● **Exercise details**
Retype all of the rows below with no changes, keeping every line in its original order.

● **Data excerpts**
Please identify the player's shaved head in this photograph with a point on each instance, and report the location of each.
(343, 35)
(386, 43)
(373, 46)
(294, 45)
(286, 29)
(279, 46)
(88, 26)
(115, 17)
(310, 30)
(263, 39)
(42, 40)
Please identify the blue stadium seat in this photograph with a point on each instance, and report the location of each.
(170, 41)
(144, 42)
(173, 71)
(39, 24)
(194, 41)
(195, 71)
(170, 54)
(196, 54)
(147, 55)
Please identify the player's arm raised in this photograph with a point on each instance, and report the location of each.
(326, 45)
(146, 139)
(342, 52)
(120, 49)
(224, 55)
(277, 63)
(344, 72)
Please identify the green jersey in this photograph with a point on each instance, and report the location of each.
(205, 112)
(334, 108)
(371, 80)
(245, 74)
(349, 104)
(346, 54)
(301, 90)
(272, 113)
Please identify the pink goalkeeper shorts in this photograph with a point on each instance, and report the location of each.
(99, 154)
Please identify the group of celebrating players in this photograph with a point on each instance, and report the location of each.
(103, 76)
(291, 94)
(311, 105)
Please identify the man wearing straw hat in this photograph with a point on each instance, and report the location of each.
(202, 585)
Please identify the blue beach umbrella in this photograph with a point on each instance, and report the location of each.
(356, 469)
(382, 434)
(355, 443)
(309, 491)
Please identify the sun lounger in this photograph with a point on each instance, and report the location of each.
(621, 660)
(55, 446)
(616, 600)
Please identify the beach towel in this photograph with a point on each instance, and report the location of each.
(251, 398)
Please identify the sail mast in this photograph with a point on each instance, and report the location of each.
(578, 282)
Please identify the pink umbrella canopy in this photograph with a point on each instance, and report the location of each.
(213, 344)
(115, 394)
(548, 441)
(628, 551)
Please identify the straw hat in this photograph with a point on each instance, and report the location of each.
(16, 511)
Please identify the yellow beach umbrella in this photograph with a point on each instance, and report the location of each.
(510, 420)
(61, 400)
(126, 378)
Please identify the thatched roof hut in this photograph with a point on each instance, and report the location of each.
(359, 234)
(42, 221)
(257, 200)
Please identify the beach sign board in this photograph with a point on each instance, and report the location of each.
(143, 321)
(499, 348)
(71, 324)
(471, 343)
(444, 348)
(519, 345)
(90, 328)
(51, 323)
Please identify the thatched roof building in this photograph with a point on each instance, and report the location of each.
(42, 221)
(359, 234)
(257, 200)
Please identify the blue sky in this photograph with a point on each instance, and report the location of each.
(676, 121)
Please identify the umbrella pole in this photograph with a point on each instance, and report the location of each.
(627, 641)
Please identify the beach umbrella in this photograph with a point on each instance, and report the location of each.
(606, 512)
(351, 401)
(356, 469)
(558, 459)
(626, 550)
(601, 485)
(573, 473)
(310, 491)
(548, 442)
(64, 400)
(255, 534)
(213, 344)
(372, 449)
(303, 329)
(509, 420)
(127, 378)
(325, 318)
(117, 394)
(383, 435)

● **Solution to this task**
Please identify the player's shaved head in this photograph with a point on each instance, and report the location of each.
(343, 35)
(386, 43)
(373, 46)
(294, 45)
(286, 29)
(279, 46)
(88, 26)
(115, 17)
(310, 30)
(263, 39)
(42, 40)
Please identify the blue stadium seat in this photograph with a point on each instance, and report the location of each.
(170, 41)
(144, 42)
(173, 71)
(39, 24)
(194, 41)
(195, 71)
(170, 54)
(196, 54)
(147, 55)
Please identify the player's arm raised in this photograph with a point on each instance, and report the location of each.
(326, 45)
(146, 139)
(342, 52)
(120, 49)
(224, 55)
(277, 63)
(344, 72)
Please identify the green jersey in this photograph with a point on each instance, and report the location of each.
(205, 112)
(334, 108)
(371, 80)
(245, 74)
(349, 104)
(346, 54)
(301, 90)
(272, 113)
Please identify the pink goalkeeper shorts in this photograph with a point on each instance, and report the location of each.
(99, 154)
Please identify the group of celebrating players in this photograph with a point on each instance, and report the location of each.
(103, 76)
(291, 94)
(311, 105)
Please identify the man wearing straw hat in this photograph with a point on each instance, and report the location of each.
(202, 585)
Please identify the blue beach umbrella in this photograph with a point on each instance, and report the location of each.
(356, 469)
(382, 434)
(355, 443)
(309, 491)
Please identify the sun lounger in this photograph with a point on each instance, and report the location of each.
(621, 660)
(55, 446)
(616, 600)
Please identify the beach towel in this photograph with a point on each instance, and report the location of each.
(251, 398)
Please identify the sail mast in this photograph with a point on each instance, and report the location of each.
(578, 282)
Please identify the pink umbrella canopy in this photograph with a point on each instance, and report the location of each.
(213, 344)
(115, 394)
(548, 441)
(628, 551)
Please identify the straw hat in this photograph with a point on each instance, and report the location of each.
(16, 511)
Please identify the yellow beach umbrella in this photograph with a point on each instance, and report the location of each.
(510, 420)
(61, 400)
(126, 378)
Please identify the thatched roof hut in this photograph with a point on each instance, and report the location of each.
(359, 234)
(42, 221)
(257, 200)
Please identify the beach sign board in this photograph with a point on each instance, and report the location of each.
(143, 321)
(499, 348)
(71, 324)
(471, 343)
(444, 348)
(519, 345)
(90, 328)
(51, 323)
Please identify the thatched roof building in this photograph with a point on each instance, and report the location of each.
(42, 221)
(359, 234)
(257, 200)
Please identify the blue sky in this photograph with a point on each instance, and report the location of each.
(676, 121)
Please identify the umbrella pole in this photograph with a point on each instance, and report the location of each.
(627, 641)
Please identify the beach umbrella in this photograph with a point on each instance, and report the location of each.
(606, 512)
(351, 401)
(356, 469)
(558, 459)
(626, 550)
(601, 485)
(573, 473)
(310, 491)
(548, 442)
(64, 400)
(255, 534)
(213, 344)
(372, 449)
(303, 329)
(509, 420)
(127, 378)
(325, 318)
(117, 394)
(383, 435)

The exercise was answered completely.